◆ **Record list**:
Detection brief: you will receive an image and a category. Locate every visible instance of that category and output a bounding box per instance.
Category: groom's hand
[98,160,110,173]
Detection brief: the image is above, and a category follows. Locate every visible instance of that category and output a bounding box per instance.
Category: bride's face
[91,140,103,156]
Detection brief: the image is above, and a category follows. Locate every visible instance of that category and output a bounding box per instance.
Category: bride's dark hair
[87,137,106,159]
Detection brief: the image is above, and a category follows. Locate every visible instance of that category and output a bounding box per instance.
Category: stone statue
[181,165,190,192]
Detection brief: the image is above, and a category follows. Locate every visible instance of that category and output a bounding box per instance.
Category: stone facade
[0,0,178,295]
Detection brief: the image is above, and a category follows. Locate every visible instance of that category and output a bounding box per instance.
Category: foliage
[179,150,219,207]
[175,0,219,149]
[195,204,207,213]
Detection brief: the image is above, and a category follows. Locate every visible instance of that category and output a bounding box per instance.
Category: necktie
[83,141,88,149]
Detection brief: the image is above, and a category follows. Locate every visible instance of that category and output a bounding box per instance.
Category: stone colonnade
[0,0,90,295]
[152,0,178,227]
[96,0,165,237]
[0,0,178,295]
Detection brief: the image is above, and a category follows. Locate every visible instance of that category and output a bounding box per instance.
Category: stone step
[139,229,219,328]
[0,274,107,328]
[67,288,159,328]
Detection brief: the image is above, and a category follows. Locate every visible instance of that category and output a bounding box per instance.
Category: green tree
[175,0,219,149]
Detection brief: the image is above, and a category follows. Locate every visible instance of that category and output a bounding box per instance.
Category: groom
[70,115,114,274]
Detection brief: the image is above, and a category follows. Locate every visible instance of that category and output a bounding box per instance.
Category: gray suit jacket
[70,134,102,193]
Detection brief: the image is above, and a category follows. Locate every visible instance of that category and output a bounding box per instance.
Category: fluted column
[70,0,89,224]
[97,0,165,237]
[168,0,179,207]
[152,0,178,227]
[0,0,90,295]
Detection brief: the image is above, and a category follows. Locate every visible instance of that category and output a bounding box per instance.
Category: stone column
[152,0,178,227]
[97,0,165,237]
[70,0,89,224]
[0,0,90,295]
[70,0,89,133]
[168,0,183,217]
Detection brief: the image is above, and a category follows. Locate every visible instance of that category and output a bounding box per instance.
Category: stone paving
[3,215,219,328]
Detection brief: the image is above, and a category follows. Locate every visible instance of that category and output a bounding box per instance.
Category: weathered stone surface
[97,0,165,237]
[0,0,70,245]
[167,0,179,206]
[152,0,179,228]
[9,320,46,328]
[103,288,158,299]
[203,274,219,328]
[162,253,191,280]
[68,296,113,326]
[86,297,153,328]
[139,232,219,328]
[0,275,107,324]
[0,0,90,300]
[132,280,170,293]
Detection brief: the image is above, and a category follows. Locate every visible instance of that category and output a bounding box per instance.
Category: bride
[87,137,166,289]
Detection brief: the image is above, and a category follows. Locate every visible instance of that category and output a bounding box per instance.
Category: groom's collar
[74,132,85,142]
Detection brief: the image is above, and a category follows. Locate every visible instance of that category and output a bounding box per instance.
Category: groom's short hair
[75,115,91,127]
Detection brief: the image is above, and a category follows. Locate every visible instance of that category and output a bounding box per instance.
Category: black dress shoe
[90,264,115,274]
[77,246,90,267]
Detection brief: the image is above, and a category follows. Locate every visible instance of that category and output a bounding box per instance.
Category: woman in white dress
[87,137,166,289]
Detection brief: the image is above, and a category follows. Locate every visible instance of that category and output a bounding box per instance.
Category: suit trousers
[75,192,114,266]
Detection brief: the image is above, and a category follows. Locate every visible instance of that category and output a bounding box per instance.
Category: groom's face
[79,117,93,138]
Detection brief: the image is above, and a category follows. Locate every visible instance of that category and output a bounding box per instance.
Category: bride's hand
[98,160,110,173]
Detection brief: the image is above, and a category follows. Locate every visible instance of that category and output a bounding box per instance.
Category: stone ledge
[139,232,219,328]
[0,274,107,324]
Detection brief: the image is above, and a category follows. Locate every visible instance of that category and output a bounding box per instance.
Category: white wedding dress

◆ **Your objective**: Which lines in the rows above contain the word "bride"? Pick out each such line and copy it, treating uppercase and lowercase letters as different.

◆ **Answer to this task**:
Category: bride's face
Category: bride's dark hair
Category: bride
Category: bride's hand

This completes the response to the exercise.